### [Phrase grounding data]
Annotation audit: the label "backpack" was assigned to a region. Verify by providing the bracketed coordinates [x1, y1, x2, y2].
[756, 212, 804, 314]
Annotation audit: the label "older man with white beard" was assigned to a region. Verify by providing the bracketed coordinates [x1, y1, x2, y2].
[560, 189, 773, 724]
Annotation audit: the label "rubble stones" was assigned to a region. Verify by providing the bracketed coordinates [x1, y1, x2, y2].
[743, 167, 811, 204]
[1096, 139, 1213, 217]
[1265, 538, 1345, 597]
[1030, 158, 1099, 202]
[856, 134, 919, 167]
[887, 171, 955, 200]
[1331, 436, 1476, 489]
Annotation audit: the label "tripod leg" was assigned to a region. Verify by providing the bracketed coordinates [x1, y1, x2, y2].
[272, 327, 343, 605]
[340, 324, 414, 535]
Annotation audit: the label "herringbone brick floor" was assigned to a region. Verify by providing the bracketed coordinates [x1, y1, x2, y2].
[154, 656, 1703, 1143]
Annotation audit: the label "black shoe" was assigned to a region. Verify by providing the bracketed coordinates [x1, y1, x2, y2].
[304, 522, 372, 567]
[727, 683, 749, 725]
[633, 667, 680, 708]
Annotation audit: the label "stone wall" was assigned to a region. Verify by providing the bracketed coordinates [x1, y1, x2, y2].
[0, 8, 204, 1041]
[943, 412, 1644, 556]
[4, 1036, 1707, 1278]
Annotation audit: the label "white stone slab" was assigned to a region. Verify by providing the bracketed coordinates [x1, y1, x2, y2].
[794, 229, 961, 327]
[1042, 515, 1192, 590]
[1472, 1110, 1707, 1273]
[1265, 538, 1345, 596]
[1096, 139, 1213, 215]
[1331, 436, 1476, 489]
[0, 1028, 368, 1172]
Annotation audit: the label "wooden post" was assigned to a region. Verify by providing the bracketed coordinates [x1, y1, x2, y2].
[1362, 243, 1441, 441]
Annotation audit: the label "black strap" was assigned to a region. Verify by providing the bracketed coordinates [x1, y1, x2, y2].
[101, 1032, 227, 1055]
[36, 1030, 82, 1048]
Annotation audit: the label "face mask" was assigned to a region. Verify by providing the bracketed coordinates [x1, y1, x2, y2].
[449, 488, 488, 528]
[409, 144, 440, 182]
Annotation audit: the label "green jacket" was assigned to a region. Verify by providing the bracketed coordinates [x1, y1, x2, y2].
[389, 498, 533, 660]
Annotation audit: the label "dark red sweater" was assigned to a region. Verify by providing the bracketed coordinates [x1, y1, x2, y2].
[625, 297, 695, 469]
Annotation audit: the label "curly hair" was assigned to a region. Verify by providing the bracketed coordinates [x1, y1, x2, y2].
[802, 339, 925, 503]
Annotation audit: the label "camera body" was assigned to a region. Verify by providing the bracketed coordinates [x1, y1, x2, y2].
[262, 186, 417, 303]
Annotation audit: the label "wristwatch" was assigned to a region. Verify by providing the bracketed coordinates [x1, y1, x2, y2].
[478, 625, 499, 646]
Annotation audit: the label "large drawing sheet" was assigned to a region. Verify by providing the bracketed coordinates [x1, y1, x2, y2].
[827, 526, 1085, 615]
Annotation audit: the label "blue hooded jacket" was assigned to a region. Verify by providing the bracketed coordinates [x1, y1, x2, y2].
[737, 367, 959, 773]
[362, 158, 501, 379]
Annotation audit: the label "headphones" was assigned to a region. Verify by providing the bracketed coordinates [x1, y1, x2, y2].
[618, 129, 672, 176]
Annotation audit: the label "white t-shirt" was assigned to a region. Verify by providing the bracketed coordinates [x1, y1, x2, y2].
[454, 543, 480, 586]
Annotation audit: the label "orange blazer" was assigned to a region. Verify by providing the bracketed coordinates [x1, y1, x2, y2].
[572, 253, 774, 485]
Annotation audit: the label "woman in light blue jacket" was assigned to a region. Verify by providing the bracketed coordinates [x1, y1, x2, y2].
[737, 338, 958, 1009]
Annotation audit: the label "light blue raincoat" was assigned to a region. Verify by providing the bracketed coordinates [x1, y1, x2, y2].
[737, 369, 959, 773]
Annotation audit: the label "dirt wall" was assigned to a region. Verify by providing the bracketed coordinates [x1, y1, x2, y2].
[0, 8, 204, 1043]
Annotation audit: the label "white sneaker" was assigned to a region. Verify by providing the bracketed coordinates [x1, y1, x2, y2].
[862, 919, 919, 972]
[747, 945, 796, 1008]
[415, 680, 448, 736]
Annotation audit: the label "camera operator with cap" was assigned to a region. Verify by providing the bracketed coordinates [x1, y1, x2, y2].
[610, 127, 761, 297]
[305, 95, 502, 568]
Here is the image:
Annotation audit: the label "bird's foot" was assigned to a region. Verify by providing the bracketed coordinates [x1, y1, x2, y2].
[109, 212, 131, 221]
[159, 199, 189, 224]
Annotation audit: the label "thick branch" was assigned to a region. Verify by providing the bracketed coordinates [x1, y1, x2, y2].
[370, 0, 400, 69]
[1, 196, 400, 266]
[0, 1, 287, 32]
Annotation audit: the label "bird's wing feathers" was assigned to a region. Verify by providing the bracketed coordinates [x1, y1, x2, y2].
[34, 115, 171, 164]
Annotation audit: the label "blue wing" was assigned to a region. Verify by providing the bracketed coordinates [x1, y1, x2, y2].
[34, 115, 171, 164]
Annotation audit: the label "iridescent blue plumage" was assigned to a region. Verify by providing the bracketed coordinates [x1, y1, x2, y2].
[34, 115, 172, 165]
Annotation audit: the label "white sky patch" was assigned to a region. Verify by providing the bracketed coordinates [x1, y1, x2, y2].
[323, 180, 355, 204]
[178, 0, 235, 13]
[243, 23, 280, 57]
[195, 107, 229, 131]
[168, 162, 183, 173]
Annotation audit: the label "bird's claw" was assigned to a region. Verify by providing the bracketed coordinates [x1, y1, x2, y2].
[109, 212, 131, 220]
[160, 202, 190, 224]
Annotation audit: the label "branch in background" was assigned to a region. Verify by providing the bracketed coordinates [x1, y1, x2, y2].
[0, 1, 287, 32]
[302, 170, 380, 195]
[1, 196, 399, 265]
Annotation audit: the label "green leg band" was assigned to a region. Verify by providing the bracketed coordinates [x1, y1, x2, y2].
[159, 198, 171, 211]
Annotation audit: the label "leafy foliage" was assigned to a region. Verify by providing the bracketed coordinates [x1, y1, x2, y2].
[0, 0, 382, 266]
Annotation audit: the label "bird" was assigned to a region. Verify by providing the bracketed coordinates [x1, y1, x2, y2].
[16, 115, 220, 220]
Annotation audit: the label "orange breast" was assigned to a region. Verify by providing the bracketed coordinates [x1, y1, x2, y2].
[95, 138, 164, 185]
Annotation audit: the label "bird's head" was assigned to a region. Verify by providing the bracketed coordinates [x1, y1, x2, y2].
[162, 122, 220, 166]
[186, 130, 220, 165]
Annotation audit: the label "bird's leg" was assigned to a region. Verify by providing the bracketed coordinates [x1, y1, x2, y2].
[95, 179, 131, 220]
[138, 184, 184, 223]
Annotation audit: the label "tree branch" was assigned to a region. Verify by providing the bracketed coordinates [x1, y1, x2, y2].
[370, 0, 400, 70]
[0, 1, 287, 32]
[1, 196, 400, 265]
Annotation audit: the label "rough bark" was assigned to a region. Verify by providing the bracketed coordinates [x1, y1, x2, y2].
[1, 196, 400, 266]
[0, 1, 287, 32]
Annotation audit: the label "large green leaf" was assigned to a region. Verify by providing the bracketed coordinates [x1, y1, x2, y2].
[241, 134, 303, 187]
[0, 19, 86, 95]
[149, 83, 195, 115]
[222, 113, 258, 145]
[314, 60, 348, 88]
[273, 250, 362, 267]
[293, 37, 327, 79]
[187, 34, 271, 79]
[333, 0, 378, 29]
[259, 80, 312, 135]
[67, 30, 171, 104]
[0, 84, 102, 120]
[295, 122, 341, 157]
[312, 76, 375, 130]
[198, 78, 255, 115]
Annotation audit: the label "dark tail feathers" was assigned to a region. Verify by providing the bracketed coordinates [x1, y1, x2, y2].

### [TASK PROMPT]
Out of the data above, transcribe exactly and only the lines starting with the line that has "in light blue" and going on through the line that has "Here is the", both included.

### [EXERCISE RESULT]
Annotation audit: the label "woman in light blue jacket" was assigned to a region. Verify by providing the bracketed coordinates [x1, y1, x2, y2].
[737, 338, 958, 1009]
Annotation audit: the label "light blue raincoat" was assigned to a region. Verify by providing the bracketed coordinates [x1, y1, x2, y2].
[737, 369, 959, 773]
Annotation audit: the label "dirt wall" was assigned to a region. Verify by providing the bracketed coordinates [x1, y1, x2, y2].
[0, 8, 204, 1043]
Annotation audit: the label "white sneaker" was assigned to a region. Verify by providing the bracketed coordinates [x1, y1, x2, y2].
[862, 919, 919, 972]
[747, 945, 796, 1008]
[415, 680, 448, 736]
Annotation audit: the label "camera operator with cap" was assigned to a region. Verify by providing the bracketed coordinates [x1, y1, x2, y2].
[610, 127, 761, 297]
[305, 95, 502, 568]
Here is the image:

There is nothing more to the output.